*EXERCISE DATA:*

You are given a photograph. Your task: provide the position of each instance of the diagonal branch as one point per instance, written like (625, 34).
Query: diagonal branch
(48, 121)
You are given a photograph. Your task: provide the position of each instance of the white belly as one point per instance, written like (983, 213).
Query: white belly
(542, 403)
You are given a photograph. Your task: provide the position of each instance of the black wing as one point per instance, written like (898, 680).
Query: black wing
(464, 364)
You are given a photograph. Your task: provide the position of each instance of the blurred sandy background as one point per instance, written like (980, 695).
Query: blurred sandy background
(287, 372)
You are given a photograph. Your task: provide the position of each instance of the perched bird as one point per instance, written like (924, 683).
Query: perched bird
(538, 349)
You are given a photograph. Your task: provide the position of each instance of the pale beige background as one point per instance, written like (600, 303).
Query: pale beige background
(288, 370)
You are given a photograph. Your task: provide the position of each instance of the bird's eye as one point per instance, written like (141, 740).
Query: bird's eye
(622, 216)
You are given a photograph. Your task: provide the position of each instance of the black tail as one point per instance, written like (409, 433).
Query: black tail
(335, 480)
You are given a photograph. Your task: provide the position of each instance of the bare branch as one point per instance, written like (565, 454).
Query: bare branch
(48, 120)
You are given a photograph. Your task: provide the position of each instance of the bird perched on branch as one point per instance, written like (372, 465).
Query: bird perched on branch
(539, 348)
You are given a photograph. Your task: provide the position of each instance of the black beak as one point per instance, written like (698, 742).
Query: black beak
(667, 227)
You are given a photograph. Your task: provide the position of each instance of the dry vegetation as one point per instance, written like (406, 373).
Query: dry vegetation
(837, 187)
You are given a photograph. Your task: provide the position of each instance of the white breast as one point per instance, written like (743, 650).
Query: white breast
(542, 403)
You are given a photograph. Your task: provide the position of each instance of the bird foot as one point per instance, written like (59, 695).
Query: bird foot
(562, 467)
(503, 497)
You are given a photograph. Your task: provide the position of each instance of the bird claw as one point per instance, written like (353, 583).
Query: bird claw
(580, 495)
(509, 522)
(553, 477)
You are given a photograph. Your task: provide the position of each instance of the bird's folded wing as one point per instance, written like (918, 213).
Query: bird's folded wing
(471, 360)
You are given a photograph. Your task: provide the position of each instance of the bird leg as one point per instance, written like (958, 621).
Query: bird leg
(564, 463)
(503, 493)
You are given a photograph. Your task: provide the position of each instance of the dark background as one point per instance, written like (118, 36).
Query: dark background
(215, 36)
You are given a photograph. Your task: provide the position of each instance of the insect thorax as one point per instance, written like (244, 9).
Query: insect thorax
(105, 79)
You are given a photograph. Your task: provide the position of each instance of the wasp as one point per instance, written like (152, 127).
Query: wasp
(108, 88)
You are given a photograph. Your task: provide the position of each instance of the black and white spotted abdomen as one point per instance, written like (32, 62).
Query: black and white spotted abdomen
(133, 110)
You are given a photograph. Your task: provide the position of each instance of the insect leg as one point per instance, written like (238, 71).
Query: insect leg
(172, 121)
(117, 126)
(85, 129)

*GIVEN TASK:* Present the lines above as a numbered list, leaving out any blank lines.

*EXERCISE OUTPUT:*
1. You are given a photograph. Your task: provide the position of each instance of the diagonal branch as one point per instance, written like (625, 34).
2. Query: diagonal branch
3. (48, 121)
4. You are given a photograph. Your task: provide the position of each instance of the white belly as one point per instance, written like (983, 213).
5. Query: white belly
6. (542, 403)
7. You are given a photograph. Your task: provide the position of each instance of the black wing as one point per instance, written like (898, 680).
8. Query: black wing
9. (464, 364)
10. You are given a photograph. Your task: provide the position of each instance of the blurred sandy background as one point per instance, written like (980, 695).
11. Query: blurred sandy background
12. (287, 372)
13. You are given a photograph. Your task: provide the position of each instance of the perched bird as one point per instance, written like (924, 683).
14. Query: perched bird
15. (538, 349)
16. You are given a photograph. Your task: provide the position of each instance of the pale beige background as one point per instance, written like (600, 303).
17. Query: pale beige background
18. (288, 370)
19. You are given a photograph. Your task: provide the position of each instance of the bird's eye as one point per instance, written like (141, 740).
20. Query: bird's eye
21. (622, 216)
22. You are given a photograph. Your task: provide the position of each instance of the black tail as one point per instance, written like (409, 433).
23. Query: black tail
24. (335, 480)
25. You are given a photograph. Your task: provide the position of each instance of the bare branch as one point per instance, written like (565, 454).
26. Query: bare branch
27. (48, 120)
28. You are given a photograph. Your task: provide the position of each instance of the bird perched on branch as one point per instance, written like (372, 465).
29. Query: bird perched on branch
30. (539, 348)
31. You are given a photograph. Your task: provide the position of each instance of the black beak as one point per instance, written like (698, 742).
32. Query: black beak
33. (667, 227)
34. You are given a photograph. Your task: provide the position of each instance of the dry vegetation as one point per instance, written like (406, 373).
35. Query: dry vegetation
36. (837, 187)
37. You are given a photograph. Your task: provide the position of each instance of the white breast as one point per instance, written like (743, 650).
38. Query: white breast
39. (542, 403)
40. You are given a photograph. Your task: provide the position of each instance of the bird foot as one point per instance, written like (59, 695).
41. Query: bird foot
42. (562, 467)
43. (503, 497)
44. You are given a photograph. Your task: provide the position of each instance of the bird claw as one point per instance, written like (353, 583).
45. Query: bird claw
46. (580, 495)
47. (509, 522)
48. (553, 477)
49. You are given a photograph. Your task: provide the position of each instance of the bird's folded wing as one point per instance, written like (918, 213).
50. Query: bird's folded wing
51. (471, 360)
52. You are given a photograph. Your task: provide the position of each instance of the bird leg as one point per instance, written like (958, 621).
53. Query: bird leg
54. (564, 463)
55. (503, 493)
56. You are given a photograph. Your task: provide the position of each instance of the dark background as one point per instance, written like (118, 36).
57. Query: dark background
58. (215, 36)
59. You are given a photograph. Your task: provide the position of each instance of the insect thorax as one point per instance, written like (244, 9).
60. Query: insect thorax
61. (105, 79)
62. You are given a photograph. Your task: provide the position of each instance of the wasp as one point per instance, written like (152, 127).
63. Query: wasp
64. (108, 88)
65. You are given a photograph. Your task: provide the position of each instance of the black and white spotted abdomen as one point per instance, written like (32, 62).
66. Query: black and white spotted abdomen
67. (133, 110)
68. You are given a photograph. Your task: provide the position of each instance of the insect leg as one point per instance, written like (238, 71).
69. Query: insect leg
70. (172, 121)
71. (117, 126)
72. (85, 129)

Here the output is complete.